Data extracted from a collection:
==================================================
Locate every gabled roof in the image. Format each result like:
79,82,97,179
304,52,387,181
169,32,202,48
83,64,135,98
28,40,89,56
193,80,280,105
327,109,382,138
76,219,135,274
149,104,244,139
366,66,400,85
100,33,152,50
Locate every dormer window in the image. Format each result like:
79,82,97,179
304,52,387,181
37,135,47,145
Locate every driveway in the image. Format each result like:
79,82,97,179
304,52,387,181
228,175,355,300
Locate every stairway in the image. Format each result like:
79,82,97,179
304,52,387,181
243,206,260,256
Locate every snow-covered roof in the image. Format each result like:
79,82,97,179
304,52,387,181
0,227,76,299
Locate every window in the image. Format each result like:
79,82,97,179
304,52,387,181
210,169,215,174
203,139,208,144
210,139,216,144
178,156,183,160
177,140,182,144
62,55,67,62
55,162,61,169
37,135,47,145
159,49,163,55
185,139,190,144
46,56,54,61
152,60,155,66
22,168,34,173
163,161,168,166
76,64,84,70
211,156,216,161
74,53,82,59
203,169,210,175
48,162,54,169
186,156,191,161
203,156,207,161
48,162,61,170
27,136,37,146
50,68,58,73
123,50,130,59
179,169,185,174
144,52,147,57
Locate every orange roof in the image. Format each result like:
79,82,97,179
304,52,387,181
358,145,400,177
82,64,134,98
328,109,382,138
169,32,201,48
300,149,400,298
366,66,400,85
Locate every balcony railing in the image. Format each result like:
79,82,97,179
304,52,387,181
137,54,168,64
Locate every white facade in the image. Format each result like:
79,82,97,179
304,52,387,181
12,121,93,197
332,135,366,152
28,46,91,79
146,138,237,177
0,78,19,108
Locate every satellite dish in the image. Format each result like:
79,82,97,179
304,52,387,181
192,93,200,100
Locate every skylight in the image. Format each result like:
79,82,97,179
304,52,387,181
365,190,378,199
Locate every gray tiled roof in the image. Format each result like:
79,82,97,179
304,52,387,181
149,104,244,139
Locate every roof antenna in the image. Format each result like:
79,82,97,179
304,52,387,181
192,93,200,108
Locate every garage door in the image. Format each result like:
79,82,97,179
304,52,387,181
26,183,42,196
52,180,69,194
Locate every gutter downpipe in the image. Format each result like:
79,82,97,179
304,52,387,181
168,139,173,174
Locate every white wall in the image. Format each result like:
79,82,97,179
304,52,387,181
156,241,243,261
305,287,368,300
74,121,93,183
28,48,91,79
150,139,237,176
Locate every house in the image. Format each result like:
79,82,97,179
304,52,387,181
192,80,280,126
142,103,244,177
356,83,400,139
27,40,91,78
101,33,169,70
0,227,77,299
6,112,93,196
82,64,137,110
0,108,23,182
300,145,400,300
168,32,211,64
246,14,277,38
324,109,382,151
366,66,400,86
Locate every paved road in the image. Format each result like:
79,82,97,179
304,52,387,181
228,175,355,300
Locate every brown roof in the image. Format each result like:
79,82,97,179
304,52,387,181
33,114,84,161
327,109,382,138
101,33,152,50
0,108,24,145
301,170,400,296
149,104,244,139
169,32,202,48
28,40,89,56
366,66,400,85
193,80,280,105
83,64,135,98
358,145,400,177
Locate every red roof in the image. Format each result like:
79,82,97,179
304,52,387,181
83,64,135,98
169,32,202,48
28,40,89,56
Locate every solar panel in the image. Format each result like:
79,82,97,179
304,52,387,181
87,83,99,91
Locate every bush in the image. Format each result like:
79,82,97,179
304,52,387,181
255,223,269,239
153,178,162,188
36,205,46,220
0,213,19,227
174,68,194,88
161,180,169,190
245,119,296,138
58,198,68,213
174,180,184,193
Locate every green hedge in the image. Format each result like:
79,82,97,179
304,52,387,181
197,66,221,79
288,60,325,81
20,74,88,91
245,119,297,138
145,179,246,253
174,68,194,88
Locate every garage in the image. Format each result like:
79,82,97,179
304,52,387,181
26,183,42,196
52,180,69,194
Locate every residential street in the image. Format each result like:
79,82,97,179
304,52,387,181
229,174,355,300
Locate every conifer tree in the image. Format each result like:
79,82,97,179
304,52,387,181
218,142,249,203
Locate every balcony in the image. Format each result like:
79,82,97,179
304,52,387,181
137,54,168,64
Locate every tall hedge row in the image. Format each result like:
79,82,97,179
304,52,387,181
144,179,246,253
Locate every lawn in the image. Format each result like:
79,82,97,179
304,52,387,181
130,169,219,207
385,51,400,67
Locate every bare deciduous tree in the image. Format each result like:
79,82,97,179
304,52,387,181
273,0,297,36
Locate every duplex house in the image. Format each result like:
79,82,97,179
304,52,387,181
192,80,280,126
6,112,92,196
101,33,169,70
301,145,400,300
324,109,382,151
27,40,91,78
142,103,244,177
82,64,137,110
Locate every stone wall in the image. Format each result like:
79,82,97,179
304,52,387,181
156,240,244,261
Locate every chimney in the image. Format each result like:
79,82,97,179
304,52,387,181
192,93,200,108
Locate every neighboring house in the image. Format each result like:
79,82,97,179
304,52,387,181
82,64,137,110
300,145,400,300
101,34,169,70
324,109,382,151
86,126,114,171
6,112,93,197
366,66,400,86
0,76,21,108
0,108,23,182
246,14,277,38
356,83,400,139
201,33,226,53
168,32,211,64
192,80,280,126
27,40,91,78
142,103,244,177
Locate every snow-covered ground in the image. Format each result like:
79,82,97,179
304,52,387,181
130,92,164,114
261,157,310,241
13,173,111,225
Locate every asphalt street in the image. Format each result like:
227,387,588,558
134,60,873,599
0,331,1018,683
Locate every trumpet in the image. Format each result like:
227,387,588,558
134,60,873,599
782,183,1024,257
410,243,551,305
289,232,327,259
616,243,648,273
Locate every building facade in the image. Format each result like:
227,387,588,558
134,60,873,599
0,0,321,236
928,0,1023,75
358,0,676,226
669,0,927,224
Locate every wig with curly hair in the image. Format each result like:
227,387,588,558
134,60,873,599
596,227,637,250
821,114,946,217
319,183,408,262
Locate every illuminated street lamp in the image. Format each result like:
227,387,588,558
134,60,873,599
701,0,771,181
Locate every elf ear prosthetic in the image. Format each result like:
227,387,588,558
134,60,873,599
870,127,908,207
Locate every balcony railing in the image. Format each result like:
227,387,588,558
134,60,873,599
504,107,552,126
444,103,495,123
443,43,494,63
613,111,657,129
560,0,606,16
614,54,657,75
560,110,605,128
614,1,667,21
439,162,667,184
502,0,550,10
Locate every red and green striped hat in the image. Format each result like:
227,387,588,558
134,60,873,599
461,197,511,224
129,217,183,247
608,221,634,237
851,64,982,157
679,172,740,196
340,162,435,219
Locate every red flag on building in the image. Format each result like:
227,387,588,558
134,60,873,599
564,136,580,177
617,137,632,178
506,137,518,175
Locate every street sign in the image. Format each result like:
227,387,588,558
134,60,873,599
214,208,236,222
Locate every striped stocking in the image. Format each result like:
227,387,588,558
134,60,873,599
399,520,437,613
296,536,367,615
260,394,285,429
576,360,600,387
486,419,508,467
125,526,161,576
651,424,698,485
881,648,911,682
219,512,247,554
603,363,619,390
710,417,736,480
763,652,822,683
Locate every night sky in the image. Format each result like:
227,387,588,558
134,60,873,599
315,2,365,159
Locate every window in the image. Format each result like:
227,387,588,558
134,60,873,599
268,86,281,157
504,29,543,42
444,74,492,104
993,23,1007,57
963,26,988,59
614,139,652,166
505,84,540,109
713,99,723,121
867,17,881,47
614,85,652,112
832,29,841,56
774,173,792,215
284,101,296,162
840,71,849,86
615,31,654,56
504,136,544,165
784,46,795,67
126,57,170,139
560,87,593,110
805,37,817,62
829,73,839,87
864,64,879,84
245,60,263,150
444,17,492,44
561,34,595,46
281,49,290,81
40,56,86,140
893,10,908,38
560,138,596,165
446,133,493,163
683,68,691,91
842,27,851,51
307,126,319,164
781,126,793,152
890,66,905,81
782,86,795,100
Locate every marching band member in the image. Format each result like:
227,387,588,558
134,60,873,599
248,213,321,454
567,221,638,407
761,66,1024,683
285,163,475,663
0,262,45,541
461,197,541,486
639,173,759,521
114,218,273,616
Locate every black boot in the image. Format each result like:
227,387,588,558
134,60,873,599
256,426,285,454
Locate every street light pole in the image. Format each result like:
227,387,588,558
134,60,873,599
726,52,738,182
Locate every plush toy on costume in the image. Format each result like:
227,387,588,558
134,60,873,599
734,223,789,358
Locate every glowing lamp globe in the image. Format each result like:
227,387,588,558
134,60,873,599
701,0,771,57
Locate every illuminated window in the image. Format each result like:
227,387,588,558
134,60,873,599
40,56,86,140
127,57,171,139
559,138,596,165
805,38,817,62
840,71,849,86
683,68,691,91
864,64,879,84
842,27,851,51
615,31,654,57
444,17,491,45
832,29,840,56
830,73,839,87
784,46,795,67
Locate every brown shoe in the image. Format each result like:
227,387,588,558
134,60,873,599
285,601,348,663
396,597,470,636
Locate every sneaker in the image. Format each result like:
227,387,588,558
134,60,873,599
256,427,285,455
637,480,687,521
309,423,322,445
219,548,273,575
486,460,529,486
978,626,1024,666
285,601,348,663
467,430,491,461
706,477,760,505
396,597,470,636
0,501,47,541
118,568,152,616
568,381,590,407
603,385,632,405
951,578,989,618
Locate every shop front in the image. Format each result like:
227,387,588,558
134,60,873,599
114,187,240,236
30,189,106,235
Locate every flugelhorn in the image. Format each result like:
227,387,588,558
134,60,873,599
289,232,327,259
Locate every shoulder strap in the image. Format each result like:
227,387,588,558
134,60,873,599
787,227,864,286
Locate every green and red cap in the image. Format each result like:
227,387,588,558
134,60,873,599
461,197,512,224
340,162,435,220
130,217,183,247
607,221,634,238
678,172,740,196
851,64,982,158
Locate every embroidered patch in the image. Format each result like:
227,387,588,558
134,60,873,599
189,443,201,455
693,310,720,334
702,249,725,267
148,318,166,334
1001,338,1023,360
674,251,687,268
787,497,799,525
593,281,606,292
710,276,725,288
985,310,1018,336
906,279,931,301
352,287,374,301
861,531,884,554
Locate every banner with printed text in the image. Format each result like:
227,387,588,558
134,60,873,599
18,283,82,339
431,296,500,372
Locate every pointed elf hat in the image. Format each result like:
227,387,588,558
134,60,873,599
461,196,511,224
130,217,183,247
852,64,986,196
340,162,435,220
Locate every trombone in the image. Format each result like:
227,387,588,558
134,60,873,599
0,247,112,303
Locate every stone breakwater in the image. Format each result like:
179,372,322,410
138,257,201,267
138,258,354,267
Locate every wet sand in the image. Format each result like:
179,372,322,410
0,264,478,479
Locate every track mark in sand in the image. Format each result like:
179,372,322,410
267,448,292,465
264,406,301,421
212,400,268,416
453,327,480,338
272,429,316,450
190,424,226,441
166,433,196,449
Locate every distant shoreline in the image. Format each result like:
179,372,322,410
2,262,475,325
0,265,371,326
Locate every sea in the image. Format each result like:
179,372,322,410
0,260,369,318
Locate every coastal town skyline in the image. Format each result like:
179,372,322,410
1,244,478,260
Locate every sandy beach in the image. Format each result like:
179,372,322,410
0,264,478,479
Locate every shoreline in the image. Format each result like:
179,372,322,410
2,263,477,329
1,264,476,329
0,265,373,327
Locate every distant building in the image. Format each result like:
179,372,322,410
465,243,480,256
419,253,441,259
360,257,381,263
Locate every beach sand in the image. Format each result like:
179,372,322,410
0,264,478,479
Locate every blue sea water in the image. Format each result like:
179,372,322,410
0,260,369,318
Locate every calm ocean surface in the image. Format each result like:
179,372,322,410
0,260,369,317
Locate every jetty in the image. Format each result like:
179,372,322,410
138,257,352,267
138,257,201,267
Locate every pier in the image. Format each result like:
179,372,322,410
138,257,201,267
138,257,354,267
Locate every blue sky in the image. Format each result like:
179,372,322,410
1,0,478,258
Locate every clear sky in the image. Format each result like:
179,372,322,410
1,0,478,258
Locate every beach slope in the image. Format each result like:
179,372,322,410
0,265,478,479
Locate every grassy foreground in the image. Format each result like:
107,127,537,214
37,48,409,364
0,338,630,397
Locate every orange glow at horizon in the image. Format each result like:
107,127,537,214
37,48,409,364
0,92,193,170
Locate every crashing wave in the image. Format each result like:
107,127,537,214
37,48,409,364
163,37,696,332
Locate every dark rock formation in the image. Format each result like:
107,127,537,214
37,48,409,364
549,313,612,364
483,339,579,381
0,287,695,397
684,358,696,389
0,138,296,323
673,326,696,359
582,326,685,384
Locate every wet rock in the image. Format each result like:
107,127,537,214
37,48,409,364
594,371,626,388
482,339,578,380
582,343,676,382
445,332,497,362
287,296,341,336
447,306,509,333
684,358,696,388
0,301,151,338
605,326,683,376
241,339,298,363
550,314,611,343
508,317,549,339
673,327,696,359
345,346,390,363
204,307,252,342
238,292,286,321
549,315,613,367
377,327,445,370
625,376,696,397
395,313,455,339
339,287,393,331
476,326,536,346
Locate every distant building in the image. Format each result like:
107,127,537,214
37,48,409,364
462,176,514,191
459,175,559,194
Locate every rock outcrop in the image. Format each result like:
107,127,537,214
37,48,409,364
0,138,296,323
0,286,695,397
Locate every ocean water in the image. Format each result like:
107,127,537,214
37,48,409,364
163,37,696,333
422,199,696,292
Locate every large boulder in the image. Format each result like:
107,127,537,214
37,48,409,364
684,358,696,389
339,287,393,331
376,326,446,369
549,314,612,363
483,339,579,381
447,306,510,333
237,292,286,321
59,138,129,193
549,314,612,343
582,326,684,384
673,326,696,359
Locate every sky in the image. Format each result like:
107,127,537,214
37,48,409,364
==================================================
WORK ITEM: Transcribe, exactly and without additions, the lines of the records above, beginning with the line that contains "Locate every stone breakwater" and ending with the line that contains "Locate every track", both included.

EXERCISE RESPONSE:
Locate every stone breakwater in the image. Format each result like:
179,372,322,410
138,257,201,267
138,258,354,267
Locate every wet sand in the image. Format each result like:
179,372,322,410
0,264,478,479
Locate every track mark in sand in the image. Format each result like:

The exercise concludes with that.